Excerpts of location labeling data

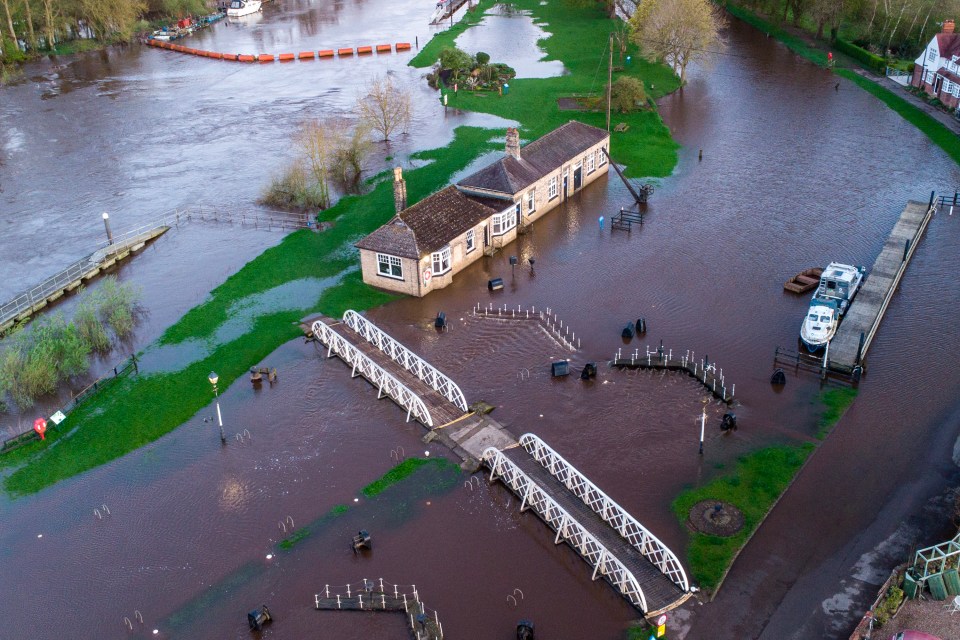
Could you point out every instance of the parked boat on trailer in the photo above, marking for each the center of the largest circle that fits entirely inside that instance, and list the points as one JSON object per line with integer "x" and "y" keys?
{"x": 838, "y": 286}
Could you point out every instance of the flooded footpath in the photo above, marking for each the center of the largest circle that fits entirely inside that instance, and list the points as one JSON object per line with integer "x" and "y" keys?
{"x": 790, "y": 178}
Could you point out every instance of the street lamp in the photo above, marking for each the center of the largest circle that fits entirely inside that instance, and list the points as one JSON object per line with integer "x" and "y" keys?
{"x": 214, "y": 378}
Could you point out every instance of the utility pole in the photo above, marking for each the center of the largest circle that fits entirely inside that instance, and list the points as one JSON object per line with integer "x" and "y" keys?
{"x": 609, "y": 81}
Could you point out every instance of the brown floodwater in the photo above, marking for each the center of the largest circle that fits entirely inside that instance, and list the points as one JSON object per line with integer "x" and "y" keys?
{"x": 794, "y": 174}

__Exercise task__. Write out all of the records again, substituting "image above" for "photo above" wherever it occurs and keeping everything else unchanged. Leave the pictures out of your answer.

__Result of the task__.
Could you point out every instance of the parked boat on trailer in the image above, marking for each the center of the largest circle that fits entirely inside that instance, and list the points as one JSON object per line with integer "x" and "y" keys?
{"x": 838, "y": 286}
Could you point out every instance of the flooded footpath in the image above, marking for each the center of the largest circle that fits entirely inside that instance, and list the points as one JSON object per line with integer "x" and "y" keys?
{"x": 790, "y": 178}
Could you point out every instance of the street lamp in the image above, marking for each the center of the largest circle that fits entirely inside that instance, and list the points as one JSON object per line with integer "x" and "y" keys?
{"x": 214, "y": 378}
Could you point out every instance of the utility pole in the image above, marking for each the center of the largest circle that fits entirely inside that instance, and list the points as one JSON object per line with integer "x" and "y" keys?
{"x": 609, "y": 81}
Could you point out every instance of the brown floodwater in the image above, marking for each the center of the largest circle that fits entirely inside that instance, and list the points as one JSON object per line with integer "x" and "y" keys?
{"x": 794, "y": 174}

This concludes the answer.